— Begin EXCERPT TO READ —

John Roberts: John contacted me a
few weeks before the end of my M. Phil. course at UCL. We worked together
for four years, on a range of projects in such areas as environmental impact
assessment and the role of ecologists in the planning system. A huge influence,
not least in providing a model of an independent think tank and consultancy,
of which TEST was one of the first.
Roger McGlynn: A colleague at TEST, Roger moved to Barnes
- a visit to him in the summer of 1975 resulted in our decision to buy the
house in the next street that we have lived in ever since.
Bernard Dixon: As editor of New Scientist, Bernard
was a long-standing sponsor of my writing.
Teddy Goldsmith: He and I ended up
sharing a hotel bedroom for most of a week in Reykjavik during Nicholas Polunin's
Second International Conference on the Environment Future. I had long admired
Teddy's work with The Ecologist, although didn't always agree. Elaine,
Gaia (aged around three weeks) and I stayed with him and his family in Cornwall
while I did a New Scientist piece on English China Clays. Among others
staying were Laurence D. and Hilda Cherry Hills, who founded the Henry Doubleday
Research Association (HDRA).
Charles Medawar: A founder of Social Audit. I wrote of
his work in New Scientist in 1978. In 1996 he became a founder-member
of SustainAbility's Council.
James Lovelock: I saw a piece he wrote
in New Scientist in 1976 on his Gaia Hypothesis and decided if Elaine
and I ever had a daughter, she would be Gaia. Gaia was born the following
year. Many years later, on 22 March 1985, Elaine's idea of a time-capsule
of seeds and books (including The Gaia Atlas
of Planet Management) resulted in a capsule that you can still see
in the Princess of Wales greenhouse at Kew Gardens. I later worked alongside
him on the sustainability panel for the ill-fated Millennium Dome.
Gaia & Hania: I always said to Elaine that I wanted
two daughters. When Hania arrived in 1979, Elaine said words to the effect
of: "There you are, that's your lot!" Their influence is so pervasive
it's hard to know where to start.
Roger S. Payne: One of my favourite
records during this period was Songs of the
Humpback Whales (CRM Records, Dem Mar, California), recorded at sea
through hydrophones by Dr Roger S. Payne. I used to turn the lights out and
play the sounds of humpback and blue whales singing to Gaia and Hania late
at night. It was like being immersed in a totally different realm, with these
great creatures all around. Also had his album Deep Voices. As Payne
said at the time, the world was "turning on to whales" - and he
played a key role in the process.
Max Nicholson: Max asked me in 1978 to help set up Environmental
Data Services (ENDS) with David Layton. I had read his book The Environmental
Revolution: A Guide for the New Masters of the Earth (1970) years before
meeting him. We worked together for 4-5 years directly, then continued to
conspire over the years until his death in April 2003.

— End EXCERPT TO READ —
— Begin LISTED RECORDS —

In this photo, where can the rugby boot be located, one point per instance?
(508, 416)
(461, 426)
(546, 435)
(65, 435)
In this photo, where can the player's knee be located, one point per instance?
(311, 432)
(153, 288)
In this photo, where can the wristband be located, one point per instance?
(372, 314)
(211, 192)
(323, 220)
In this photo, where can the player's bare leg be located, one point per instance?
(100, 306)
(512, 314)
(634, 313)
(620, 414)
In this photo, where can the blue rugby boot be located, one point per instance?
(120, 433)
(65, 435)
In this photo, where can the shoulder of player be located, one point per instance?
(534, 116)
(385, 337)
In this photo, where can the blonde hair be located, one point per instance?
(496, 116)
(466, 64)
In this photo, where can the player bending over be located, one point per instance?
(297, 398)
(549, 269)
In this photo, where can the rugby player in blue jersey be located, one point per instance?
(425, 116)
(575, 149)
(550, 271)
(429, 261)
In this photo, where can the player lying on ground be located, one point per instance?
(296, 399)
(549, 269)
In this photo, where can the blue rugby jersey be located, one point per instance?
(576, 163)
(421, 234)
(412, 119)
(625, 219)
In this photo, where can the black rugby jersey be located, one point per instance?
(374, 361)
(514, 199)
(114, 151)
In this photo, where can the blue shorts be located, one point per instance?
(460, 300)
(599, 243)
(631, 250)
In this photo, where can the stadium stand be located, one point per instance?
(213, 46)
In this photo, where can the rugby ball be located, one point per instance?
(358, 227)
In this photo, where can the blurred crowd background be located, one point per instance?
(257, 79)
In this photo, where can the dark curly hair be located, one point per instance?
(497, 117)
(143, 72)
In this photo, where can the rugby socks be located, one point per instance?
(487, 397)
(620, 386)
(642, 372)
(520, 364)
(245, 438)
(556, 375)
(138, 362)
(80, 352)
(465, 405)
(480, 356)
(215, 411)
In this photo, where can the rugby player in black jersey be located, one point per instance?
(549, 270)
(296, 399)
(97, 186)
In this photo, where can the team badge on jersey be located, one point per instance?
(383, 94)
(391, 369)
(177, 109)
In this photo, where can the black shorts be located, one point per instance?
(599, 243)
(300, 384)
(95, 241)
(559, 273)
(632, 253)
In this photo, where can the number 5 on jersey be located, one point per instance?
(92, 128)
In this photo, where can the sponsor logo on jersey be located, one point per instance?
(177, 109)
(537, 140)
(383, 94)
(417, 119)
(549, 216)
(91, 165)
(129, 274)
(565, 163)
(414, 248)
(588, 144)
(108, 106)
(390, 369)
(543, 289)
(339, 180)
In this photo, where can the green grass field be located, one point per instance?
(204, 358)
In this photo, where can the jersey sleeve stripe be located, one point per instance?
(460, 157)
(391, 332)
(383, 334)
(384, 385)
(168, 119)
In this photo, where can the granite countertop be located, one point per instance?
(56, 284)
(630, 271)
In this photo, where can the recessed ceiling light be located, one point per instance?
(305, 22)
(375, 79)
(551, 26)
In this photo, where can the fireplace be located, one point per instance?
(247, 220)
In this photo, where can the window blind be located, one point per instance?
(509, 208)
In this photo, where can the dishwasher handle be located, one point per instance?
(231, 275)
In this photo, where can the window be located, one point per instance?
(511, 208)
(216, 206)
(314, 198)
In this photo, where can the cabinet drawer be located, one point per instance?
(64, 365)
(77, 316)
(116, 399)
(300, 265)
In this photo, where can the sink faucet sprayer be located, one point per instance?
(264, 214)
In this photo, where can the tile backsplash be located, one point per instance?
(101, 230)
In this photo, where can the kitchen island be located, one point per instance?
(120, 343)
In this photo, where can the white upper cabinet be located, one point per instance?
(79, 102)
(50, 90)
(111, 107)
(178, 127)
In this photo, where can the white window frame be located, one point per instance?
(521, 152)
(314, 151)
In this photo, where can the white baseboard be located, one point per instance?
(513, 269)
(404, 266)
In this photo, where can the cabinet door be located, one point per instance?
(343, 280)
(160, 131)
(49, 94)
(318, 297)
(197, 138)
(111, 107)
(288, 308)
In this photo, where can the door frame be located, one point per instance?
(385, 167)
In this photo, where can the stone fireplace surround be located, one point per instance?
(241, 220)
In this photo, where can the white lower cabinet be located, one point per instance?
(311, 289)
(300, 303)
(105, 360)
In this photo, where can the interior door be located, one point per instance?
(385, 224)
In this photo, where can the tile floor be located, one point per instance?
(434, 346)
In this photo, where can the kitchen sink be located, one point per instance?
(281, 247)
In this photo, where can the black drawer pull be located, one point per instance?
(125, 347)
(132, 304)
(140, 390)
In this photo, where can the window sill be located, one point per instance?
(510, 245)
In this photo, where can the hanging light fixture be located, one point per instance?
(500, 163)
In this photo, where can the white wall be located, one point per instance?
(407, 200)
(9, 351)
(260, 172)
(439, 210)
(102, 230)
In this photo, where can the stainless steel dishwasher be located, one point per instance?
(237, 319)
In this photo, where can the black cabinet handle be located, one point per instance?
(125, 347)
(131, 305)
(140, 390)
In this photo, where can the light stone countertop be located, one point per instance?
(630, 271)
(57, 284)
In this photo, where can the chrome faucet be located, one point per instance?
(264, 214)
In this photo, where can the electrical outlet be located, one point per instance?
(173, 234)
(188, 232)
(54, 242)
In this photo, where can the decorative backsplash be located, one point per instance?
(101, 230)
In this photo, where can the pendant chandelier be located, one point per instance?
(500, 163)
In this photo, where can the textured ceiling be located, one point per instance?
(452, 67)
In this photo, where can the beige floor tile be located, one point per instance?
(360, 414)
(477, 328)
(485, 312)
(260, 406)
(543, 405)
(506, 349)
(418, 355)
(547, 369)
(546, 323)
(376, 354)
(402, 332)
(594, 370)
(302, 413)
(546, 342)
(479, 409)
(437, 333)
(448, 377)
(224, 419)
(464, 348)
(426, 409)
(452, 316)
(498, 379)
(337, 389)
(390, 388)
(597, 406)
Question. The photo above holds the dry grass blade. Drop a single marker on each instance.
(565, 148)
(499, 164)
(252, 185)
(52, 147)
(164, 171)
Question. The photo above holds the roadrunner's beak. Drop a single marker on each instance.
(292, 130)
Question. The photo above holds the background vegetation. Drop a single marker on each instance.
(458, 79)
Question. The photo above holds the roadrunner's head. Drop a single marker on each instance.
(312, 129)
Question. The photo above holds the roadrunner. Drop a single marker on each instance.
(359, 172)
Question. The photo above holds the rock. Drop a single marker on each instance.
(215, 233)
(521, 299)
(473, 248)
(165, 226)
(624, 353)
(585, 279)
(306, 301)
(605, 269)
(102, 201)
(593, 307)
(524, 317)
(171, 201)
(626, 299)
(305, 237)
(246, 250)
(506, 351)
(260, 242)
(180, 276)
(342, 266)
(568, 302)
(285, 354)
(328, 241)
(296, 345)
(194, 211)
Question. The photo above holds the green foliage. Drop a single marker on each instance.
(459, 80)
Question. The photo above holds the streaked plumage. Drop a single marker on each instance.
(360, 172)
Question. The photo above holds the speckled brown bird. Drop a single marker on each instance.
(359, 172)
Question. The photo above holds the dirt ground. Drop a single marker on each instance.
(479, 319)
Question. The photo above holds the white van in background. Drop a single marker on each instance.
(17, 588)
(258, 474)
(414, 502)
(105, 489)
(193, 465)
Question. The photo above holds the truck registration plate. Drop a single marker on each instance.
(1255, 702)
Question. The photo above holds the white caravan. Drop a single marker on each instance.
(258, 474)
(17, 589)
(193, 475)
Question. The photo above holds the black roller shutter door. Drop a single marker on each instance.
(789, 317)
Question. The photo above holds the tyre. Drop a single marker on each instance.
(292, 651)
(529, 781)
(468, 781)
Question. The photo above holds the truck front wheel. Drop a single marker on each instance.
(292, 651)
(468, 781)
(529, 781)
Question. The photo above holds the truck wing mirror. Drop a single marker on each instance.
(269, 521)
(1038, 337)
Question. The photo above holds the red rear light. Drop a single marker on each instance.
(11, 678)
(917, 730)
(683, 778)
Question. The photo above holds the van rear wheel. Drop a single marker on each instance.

— End LISTED RECORDS —

- _WHAT TO WORK ON_:
1) What distinct four-digit years appear in the list of influences? Give them in the order they first appear.
2) Swap "hotel bedroom" for "hotel room" in the list of influences between "Roger McGlynn: A" and "Research Association (HDRA).", inclusive, and write out that passage.
3) In the list of influences, who did Max Nicholson ask the writer to set up Environmental Data Services (ENDS) with?

- _SOLUTIONS PER TASK_:
1) 1975, 1978, 1996, 1976, 1985, 1979, 1970, 2003

2)
Roger McGlynn: A colleague at TEST, Roger moved to Barnes
- a visit to him in the summer of 1975 resulted in our decision to buy the
house in the next street that we have lived in ever since.
Bernard Dixon: As editor of New Scientist, Bernard
was a long-standing sponsor of my writing.
Teddy Goldsmith: He and I ended up
sharing a hotel room for most of a week in Reykjavik during Nicholas Polunin's
Second International Conference on the Environment Future. I had long admired
Teddy's work with The Ecologist, although didn't always agree. Elaine,
Gaia (aged around three weeks) and I stayed with him and his family in Cornwall
while I did a New Scientist piece on English China Clays. Among others
staying were Laurence D. and Hilda Cherry Hills, who founded the Henry Doubleday
Research Association (HDRA).

3) David Layton